>> start Records supplied

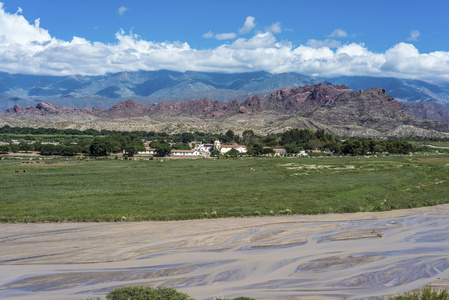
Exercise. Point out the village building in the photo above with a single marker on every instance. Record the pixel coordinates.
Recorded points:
(185, 153)
(280, 151)
(222, 148)
(148, 150)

>> end Records supplied

Given exercise —
Swap "village building" for "barn" throughout the listing and write the lines out again with nothing else changed. Omit the pictures.

Complete output —
Exercise. Point out the barn in the photo above with a single marker on every instance. Record the pixel coordinates.
Recorded points:
(185, 153)
(280, 151)
(222, 148)
(148, 150)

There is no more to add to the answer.